*** Opening of Page excerpt ***
There is currently a lack of knowledge translation and implementation science between data scientists and clinicians, which are needed to be integrated into model development. Qualitative research may be necessary to gauge acceptance and potential utility of predictive models before they are developed.
Ethical
ML algorithms have been known to amplify or create health disparities among marginalised groups. Ethical concerns can arise at every step of ML model development, including the selection/funding of the problem, collection of data, definition of the outcome, algorithm development and algorithm monitoring post deployment.59 These issues can arise from inconsistencies in access to healthcare or under representation of certain groups in particular centres, which is reflected in the data used to train models. Including variables directly in the model to account for marginalised groups, such as gender or ethnicity, is not always the best practice and may perpetuate the biases. A review detailing a roadmap for responsible and ethical ML in healthcare is useful for addressing some of these concerns.60 Diversity, equity and inclusion should be considered at every step of ML model development.
Opportunities with EHRs
The opportunity for ML to support clinical decisions has been pronounced through the adoption of EHR in healthcare systems.61 EHRs are often unstructured and inconsistently captured; however, they are a rich, real-world source of vast amounts of clinical data useful for uncovering meaningful patterns. Data infrastructure plays a key role in harnessing EHRs to enable the extraction, processing and analysis of large volumes of data. Feasibility and interoperability between data systems are important for this process, and standards such as fast healthcare interoperability resources (FHIR) should be considered (https://www.hl7.org/fhir/).
With appropriate infrastructure, a streamlined process between data capture, analytics and implementation can exist to predict outcomes for patient data at a new clinical encounter or visualise patient trajectories over time to support or inform clinical practice (figure 5). As EHR data grow large over time, the algorithms can and should be updated to reflect newer cohorts or include new information. The process is easily severed if steps for implementation are not considered or followed through, which risks an abundance of models that fail to be implemented into clinical practice. It is therefore necessary that models are developed to be generalisable, unbiased and interpretable with good clinical performance, and consider regulatory, clinical and ethical frameworks for implementation.
Figure 5Opportunity for machine learning (ML) in clinical care with the availability of electronic health records (EHR) systems. Patient data at each clinical encounter is stored in secured databases or analytical platforms, which have the capacity or potential to be accessed by researchers. Open-source software in healthcare means collaboration is more feasible in developing ML models. Following the appropriate steps for regulation and implementation, the resulting algorithms can be fed back into EHR systems to calculate the risk of poor outcomes for incoming data from a new clinical encounter. This can be accessed by clinicians to support or inform clinical care and decision-making. The analytical approach also has the potential to merge data from external sources, such as research or wearable devices to improve model performance. Furthermore, patients can often now access their own EHR data through apps and online patient portals. This has the potential to display the results of individual calculated risks should it be considered appropriate and the appropriate regulatory or governance processes applied.
*** Close of Page excerpt ***
▶ _Exercise objective_:
According to the page excerpt, which standard should be considered to support interoperability between data systems?
*** Opening of Dataset records ***
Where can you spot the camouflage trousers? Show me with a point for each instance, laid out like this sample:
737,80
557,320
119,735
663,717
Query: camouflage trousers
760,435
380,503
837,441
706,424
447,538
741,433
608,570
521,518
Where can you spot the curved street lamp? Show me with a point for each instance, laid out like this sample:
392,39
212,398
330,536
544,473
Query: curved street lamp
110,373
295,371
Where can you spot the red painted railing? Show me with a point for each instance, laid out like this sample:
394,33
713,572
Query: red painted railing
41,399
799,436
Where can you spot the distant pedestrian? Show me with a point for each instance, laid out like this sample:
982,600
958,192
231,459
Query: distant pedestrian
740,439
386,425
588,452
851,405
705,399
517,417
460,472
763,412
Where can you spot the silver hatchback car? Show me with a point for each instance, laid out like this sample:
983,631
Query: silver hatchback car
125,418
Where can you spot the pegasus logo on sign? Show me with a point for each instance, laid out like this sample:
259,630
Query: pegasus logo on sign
*** Close of Dataset records ***
▶ _Final answer_:
Fast healthcare interoperability resources (FHIR).